Work required ▸ Before the records, reproduce word for word the stretch of the passage on trash in duck gizzards from "Mallory told CBC" through "the tidal waters.".

Given passage ▸
+ + + + + + +
The United States and Canada banned lead shot for hunting in the last century to prevent waterfowl, primarily dabblers, from ingesting the toxic metal, but scientists are still finding metal in ducks’ gizzards today. No, it’s not lead. It’s not even steel. It’s trash, and researchers have no idea where it’s coming from.

A survey of mallards, common eiders, and American black ducks in Atlantic Canada found bits of plastic and metal in many of the 148 birds collected. Of those, 9.2 percent of the black ducks had one of the materials in their gizzards. The deep-feeding eiders faired a bit better at only 4.2 percent.

Over half—54 percent—of the mallards had swallowed metal or plastic.

“It’s fairly common in marine birds, but we really didn’t expect to see this in ducks,” researcher Mark Mallory told CBC News. Mallory is the Canada Research Chair in coastal wetland ecosystems and associate professor at Acadia University in Nova Scotia. “We’re talking about species that are being harvested by people, both indigenous people and sport hunters.”

 


Photo courtesy of International Business Times/Getty Images

 

According to CBC News, the ducks were collected from Amherst to Yarmouth, around the Bay of Fundy, and from Newfoundland and Prince Edward Island. It wasn’t until the actual dissection took place and the birds’ organs were examined that the ingestion was revealed. Some pieces of metal resembled aluminum can lids, but the researchers could not be certain about any of the trash’s origins.

Mallory told CBC that no internal tearing or organ damage had occurred from the debris.

Plastic in the world’s oceans is far from novel, but the frequency of pollution is higher in the Pacific and out on the open oceans. The Great Pacific Garbage Patch attracts a lot of attention, but reports like this are unusual in the North Atlantic near Canada. The surveyed birds had been feeding close to shore. Mallory said the materials were most likely eaten around the tidal waters.

It’s an unsavory idea for sportsmen who enjoy eating what they kill. Cleaning birds after the hunt may soon become a means of collecting data rather than dinner if the fowl begin bringing trash with them in their gizzards each migration.
+ + + + + + +
Source data ▸
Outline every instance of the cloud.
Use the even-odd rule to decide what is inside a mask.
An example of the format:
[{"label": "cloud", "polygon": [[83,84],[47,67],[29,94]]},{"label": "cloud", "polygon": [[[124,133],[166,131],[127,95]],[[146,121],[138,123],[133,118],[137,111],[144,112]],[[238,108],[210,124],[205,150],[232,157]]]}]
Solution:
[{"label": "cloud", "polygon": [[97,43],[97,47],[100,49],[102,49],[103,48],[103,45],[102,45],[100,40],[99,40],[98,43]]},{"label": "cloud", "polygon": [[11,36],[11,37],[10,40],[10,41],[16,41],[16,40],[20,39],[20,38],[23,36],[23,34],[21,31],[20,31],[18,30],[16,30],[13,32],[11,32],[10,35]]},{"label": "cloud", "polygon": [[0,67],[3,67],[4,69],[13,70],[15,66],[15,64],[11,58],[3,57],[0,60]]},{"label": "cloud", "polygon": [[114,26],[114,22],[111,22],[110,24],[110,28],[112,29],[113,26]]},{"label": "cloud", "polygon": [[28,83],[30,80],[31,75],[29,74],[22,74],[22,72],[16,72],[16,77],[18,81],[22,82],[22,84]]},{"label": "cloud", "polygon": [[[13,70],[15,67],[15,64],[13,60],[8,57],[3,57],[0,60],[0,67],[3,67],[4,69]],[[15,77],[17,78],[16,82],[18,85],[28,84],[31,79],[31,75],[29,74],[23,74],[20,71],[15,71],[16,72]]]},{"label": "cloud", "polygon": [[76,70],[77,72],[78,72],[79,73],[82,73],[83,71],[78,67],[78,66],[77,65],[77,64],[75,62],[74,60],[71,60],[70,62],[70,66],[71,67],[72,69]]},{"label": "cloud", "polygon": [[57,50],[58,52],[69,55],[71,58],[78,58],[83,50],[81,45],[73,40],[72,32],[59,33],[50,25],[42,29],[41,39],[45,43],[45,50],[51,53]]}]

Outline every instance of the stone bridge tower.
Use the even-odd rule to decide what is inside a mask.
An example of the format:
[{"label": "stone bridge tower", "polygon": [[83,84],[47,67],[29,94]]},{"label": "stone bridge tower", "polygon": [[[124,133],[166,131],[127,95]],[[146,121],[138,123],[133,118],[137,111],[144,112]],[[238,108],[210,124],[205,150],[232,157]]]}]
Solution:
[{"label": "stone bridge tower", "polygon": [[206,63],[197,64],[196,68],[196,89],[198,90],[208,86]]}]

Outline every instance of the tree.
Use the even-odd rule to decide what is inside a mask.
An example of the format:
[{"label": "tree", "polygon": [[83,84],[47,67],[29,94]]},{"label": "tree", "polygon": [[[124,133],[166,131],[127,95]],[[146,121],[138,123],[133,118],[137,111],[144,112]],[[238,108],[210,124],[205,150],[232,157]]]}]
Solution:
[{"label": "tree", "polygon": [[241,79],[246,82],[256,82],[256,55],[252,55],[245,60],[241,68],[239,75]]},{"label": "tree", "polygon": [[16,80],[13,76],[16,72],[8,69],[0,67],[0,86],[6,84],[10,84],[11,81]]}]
+ + + + + + +
Solution ▸
Mallory told CBC that no internal tearing or organ damage had occurred from the debris.

Plastic in the world’s oceans is far from novel, but the frequency of pollution is higher in the Pacific and out on the open oceans. The Great Pacific Garbage Patch attracts a lot of attention, but reports like this are unusual in the North Atlantic near Canada. The surveyed birds had been feeding close to shore. Mallory said the materials were most likely eaten around the tidal waters.